◆ Record extracts ◆
#####

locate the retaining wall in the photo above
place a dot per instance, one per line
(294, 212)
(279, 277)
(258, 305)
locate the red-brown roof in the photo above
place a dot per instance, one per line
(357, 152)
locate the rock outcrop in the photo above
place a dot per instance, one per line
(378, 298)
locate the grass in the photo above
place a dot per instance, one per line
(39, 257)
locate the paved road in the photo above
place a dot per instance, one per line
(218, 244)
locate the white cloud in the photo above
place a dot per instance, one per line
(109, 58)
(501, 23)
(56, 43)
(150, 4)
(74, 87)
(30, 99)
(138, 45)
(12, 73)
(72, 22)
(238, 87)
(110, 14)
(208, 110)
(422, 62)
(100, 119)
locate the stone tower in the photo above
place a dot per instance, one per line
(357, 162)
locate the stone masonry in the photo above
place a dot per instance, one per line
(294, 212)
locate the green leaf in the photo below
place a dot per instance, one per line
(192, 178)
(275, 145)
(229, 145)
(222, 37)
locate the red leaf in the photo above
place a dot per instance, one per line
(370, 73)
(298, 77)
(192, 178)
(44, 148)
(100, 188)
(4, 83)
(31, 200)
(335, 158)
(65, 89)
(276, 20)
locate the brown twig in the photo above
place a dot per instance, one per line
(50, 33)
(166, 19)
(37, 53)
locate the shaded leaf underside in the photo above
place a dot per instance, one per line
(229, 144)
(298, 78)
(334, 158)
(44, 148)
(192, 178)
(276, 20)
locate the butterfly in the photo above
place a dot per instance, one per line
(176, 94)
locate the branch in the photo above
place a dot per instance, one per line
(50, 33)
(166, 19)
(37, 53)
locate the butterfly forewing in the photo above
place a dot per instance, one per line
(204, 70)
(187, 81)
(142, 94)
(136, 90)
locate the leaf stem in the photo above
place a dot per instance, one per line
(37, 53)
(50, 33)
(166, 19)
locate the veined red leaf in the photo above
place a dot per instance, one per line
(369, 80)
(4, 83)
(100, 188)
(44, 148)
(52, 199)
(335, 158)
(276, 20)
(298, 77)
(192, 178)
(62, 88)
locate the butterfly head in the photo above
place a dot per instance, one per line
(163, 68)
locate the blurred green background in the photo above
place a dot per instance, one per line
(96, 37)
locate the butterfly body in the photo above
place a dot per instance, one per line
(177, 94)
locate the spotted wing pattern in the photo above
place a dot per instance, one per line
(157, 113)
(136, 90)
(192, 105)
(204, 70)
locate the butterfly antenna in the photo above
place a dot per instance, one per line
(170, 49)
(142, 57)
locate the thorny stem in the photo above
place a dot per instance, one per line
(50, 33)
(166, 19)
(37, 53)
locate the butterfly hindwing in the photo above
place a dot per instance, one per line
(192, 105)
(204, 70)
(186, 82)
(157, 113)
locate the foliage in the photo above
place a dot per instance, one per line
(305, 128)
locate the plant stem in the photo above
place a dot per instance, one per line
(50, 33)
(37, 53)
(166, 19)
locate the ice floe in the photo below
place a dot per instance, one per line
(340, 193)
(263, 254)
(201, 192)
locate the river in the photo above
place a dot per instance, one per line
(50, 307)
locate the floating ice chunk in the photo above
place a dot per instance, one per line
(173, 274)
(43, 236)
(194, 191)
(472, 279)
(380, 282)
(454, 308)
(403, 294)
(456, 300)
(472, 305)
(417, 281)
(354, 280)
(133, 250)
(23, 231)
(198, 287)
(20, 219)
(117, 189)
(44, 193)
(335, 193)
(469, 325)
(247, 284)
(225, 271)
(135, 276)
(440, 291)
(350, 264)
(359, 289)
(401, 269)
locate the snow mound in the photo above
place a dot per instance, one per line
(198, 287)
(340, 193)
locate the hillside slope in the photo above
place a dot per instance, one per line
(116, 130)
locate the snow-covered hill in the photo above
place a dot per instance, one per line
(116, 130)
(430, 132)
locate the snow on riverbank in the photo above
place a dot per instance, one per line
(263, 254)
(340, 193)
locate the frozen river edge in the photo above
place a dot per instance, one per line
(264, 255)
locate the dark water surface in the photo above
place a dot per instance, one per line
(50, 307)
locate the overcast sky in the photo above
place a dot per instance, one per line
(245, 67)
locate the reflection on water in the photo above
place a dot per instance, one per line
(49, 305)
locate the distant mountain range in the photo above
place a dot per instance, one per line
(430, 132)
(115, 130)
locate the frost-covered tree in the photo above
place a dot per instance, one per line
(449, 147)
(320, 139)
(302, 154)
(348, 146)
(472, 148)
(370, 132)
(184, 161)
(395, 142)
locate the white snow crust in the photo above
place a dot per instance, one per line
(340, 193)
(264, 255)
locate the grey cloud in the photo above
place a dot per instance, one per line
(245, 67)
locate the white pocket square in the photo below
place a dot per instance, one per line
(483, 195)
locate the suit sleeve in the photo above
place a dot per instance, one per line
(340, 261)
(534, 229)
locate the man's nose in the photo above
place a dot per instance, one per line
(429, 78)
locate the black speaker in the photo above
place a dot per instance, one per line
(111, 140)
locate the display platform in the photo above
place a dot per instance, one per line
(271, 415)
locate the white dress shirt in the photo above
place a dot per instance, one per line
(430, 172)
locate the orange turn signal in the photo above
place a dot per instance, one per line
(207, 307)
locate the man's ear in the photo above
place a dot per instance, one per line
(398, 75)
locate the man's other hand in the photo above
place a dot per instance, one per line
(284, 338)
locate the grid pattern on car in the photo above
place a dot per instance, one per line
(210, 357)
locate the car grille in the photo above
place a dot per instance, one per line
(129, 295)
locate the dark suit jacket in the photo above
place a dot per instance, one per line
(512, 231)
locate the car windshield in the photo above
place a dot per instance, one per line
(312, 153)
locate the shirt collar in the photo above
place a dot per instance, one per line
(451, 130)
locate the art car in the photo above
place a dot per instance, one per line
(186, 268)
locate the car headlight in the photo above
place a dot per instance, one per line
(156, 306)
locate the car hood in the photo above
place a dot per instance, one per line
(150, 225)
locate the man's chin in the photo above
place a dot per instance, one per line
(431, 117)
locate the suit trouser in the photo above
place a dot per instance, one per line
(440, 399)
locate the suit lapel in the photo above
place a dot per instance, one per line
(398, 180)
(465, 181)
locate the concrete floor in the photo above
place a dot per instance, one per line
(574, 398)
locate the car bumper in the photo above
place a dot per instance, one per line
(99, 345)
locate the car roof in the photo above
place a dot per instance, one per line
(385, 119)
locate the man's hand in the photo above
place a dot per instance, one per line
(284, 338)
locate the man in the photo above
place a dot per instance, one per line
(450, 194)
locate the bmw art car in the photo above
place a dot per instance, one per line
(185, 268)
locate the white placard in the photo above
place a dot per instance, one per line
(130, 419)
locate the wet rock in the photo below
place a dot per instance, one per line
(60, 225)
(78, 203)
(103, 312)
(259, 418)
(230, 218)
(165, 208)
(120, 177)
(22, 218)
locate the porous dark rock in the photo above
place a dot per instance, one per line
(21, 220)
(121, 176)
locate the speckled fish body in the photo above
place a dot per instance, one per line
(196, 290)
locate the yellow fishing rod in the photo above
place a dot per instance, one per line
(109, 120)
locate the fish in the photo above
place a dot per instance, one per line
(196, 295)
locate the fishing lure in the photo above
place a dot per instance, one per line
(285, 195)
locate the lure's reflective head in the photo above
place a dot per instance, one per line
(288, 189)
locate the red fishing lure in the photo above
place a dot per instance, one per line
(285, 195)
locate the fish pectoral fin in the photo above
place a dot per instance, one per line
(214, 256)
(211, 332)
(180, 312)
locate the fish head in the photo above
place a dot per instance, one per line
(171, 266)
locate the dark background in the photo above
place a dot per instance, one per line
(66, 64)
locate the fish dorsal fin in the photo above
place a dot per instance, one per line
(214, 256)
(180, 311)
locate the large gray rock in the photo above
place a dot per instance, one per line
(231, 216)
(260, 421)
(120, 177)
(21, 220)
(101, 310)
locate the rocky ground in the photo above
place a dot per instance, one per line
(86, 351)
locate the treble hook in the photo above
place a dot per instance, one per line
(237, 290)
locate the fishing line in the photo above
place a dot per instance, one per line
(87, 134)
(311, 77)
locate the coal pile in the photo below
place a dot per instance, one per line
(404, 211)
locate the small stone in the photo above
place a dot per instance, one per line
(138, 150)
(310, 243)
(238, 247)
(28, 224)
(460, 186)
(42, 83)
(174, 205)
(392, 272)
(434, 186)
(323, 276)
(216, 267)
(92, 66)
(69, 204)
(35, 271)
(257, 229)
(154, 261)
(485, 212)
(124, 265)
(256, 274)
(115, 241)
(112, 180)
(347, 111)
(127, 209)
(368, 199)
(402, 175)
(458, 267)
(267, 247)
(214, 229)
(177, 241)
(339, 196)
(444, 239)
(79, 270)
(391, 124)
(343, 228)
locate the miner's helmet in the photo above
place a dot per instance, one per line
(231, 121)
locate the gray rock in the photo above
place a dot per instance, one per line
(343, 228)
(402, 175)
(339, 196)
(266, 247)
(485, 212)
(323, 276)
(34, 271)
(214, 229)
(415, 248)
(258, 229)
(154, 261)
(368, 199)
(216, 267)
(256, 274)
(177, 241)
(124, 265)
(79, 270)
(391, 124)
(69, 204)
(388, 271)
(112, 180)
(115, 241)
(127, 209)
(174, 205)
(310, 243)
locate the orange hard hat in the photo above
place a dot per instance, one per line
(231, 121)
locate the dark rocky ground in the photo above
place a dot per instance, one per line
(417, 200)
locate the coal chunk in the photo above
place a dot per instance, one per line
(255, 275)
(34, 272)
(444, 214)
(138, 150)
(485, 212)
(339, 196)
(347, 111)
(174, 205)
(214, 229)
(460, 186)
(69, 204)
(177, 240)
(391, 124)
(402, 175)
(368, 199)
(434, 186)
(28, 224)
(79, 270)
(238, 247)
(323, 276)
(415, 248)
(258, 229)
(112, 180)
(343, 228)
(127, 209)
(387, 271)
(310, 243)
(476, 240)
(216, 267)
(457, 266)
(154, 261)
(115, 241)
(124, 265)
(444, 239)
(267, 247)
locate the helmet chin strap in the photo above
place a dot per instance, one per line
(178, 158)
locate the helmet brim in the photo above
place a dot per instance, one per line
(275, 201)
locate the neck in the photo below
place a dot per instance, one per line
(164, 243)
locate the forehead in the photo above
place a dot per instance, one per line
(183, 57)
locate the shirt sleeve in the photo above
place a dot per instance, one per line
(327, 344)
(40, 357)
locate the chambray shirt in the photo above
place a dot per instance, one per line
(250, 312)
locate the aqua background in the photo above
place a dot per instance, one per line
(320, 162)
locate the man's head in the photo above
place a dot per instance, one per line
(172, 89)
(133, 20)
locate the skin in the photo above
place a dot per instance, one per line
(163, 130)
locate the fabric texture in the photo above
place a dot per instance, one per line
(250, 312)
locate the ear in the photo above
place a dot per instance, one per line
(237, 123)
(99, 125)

#####

◆ Set task ◆
Repeat, word for word, every line from the line that contains "locate the orange hard hat in the photo above" to the end of the entries; include both of those lines and no others.

◆ Full response ◆
locate the orange hard hat in the photo above
place a dot per instance, one per line
(231, 121)
locate the dark rocky ground in the photo above
place a dot per instance, one per line
(417, 200)
locate the coal chunk in the photo above
place a dot per instance, one per line
(255, 275)
(34, 272)
(444, 214)
(138, 150)
(485, 212)
(339, 196)
(347, 111)
(174, 205)
(214, 229)
(460, 186)
(69, 204)
(177, 240)
(391, 124)
(402, 175)
(368, 199)
(434, 186)
(28, 224)
(79, 270)
(238, 247)
(323, 276)
(415, 248)
(258, 229)
(112, 180)
(343, 228)
(127, 209)
(387, 271)
(310, 243)
(476, 240)
(216, 267)
(457, 266)
(154, 261)
(115, 241)
(124, 265)
(444, 239)
(267, 247)
locate the helmet chin strap in the photo above
place a dot per instance, one per line
(178, 158)
locate the helmet brim in the photo above
place a dot per instance, one per line
(275, 201)
locate the neck in the photo below
place a dot per instance, one per line
(164, 243)
locate the forehead in the photo above
place a dot per instance, one per line
(183, 57)
locate the shirt sleeve in the photo above
place a dot per instance, one per line
(327, 344)
(40, 357)
locate the chambray shirt in the photo above
place a dot per instance, one per line
(250, 312)
locate the aqua background in the photo above
place a dot per instance, one per line
(320, 162)
locate the man's head in the photo above
place a dot per instance, one per line
(172, 89)
(133, 20)
locate the skin in the photo above
place a dot per instance, one per line
(163, 130)
locate the fabric texture in the photo above
place a dot per instance, one per line
(250, 312)
locate the ear in the photo above
place a dot per instance, one per line
(237, 123)
(99, 125)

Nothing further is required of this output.